List each line in the records below that contains the string "bush", treating uppercase and lowercase as different.
+-------+
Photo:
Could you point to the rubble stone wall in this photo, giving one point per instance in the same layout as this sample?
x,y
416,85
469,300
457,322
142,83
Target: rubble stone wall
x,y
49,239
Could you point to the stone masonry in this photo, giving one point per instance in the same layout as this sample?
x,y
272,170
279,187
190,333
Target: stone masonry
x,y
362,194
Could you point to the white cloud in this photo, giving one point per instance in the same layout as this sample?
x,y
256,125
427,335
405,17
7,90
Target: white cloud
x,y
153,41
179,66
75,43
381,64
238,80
+-------+
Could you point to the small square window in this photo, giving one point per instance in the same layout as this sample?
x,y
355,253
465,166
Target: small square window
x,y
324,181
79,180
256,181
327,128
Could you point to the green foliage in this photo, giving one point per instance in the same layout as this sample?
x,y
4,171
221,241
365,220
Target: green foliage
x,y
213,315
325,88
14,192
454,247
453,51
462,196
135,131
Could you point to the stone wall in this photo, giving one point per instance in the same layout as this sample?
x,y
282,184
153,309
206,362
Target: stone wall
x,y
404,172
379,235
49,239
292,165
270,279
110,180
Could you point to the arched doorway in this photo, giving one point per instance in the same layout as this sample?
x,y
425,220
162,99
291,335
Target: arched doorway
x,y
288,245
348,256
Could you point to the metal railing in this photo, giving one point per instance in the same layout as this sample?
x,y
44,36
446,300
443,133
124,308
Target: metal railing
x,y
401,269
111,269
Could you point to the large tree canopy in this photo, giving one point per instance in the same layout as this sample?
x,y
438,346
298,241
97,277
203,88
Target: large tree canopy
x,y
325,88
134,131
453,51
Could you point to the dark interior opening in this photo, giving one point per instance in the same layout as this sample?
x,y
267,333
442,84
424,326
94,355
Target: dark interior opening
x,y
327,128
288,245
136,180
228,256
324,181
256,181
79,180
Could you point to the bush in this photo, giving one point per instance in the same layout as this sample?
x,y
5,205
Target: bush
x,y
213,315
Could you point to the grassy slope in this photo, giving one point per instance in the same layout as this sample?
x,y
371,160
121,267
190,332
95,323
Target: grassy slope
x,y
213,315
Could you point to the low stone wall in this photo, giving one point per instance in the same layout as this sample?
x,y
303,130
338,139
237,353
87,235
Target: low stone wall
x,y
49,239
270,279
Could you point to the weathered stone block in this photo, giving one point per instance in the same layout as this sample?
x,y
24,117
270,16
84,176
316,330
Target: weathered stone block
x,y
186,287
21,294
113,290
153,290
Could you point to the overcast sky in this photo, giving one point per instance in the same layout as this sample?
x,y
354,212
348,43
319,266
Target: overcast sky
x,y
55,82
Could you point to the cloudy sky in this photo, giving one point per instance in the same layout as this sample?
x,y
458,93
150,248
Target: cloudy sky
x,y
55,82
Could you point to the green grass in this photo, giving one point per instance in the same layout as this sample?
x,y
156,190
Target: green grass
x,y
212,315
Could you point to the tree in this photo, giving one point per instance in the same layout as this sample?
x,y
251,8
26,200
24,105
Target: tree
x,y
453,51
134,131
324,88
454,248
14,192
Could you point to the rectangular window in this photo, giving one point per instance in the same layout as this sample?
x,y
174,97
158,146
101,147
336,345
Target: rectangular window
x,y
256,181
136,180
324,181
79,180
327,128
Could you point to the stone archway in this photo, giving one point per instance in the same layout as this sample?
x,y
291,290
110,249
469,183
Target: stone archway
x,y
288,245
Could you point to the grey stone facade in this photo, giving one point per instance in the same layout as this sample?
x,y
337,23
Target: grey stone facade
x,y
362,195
+-------+
EXERCISE ANSWER:
Could you point to the bush in this photo, giving one point per instance in the same layout as this sample?
Target: bush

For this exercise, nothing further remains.